> [The problem]: Reproduce the part of the Honey Dijon article starting at "I got acquainted" and ending at "socio economic infrastructure.", with every word and punctuation mark unchanged.

> [Source extract]:
■ ■ ■
HONEY DIJON: REIGNING QUEEN OF HOUSE
She never panders to the audience, but is solely consumed with telling a story, her story, through the power of music.

You could say Honey Dijon is having a moment with the release of her latest album ‘The Nightlife’, but the Chicago-born DJ who spends a lot of time of her time in Europe, has been having ‘moments’ for over a decade.
Honey Dijon has always been one of those staple (stable) DJs of mine that has stood the test of time. Her DJ sets have been the soundtrack of my life on the dance floor, unlocking core memories of different times, places, and iterations of me.
I got acquainted with her sound in Toronto when I frequented ‘Industry’, a warehouse type club space that was at the forefront of the new sound of house music coming from Chicago and New York. Danny Tenaglia had a regular night at the spot, and I’m almost certain I saw her DJ there (though, let’s face it, those days are quite hazy).
I do remember dancing outside Toronto City Hall for an event organized by promoters of the underground rave scene who were fighting the local government to recognize the importance of nightlife as vital and culturally significant of the City’s socio economic infrastructure.
Looking back, this was an important development in my own taste in electronic music. At the time, I was frequenting many different parties, straddling different underground social scenes and mainly going where my friends wanted to go. The rally covered a wide variety of electronic music and was probably the first event akin to what we know as Festivals today. What developed for me on the concrete ground of City Hall was a sudden awareness of the kind of music that made me want to dance. And that music came from Honey Dijon.
I think most people of this generation of nightlife enthusiasts are aware of her through her now iconic Sugar Mountain set for Boiler Room in 2018. Her hour-long set was like a dissertation of house music, spanning several genres, building narratives and arguments out of vocal edits and jazz riffs.
■ ■ ■
> [Recorded information]:
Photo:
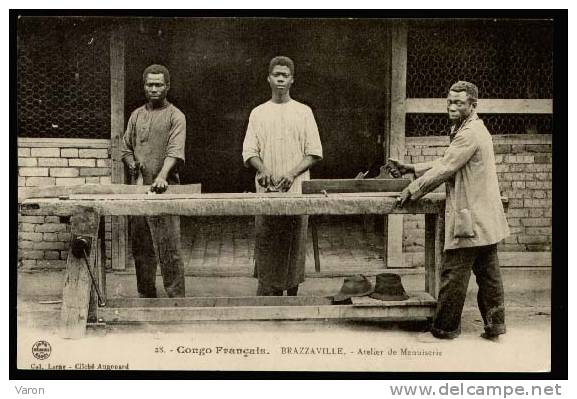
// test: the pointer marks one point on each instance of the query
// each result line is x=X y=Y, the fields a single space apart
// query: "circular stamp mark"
x=41 y=350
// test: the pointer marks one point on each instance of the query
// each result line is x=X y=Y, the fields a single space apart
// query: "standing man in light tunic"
x=282 y=143
x=152 y=150
x=474 y=217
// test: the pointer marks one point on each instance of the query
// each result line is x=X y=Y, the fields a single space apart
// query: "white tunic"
x=281 y=135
■ ■ ■
> [Your response]:
I got acquainted with her sound in Toronto when I frequented ‘Industry’, a warehouse type club space that was at the forefront of the new sound of house music coming from Chicago and New York. Danny Tenaglia had a regular night at the spot, and I’m almost certain I saw her DJ there (though, let’s face it, those days are quite hazy).
I do remember dancing outside Toronto City Hall for an event organized by promoters of the underground rave scene who were fighting the local government to recognize the importance of nightlife as vital and culturally significant of the City’s socio economic infrastructure.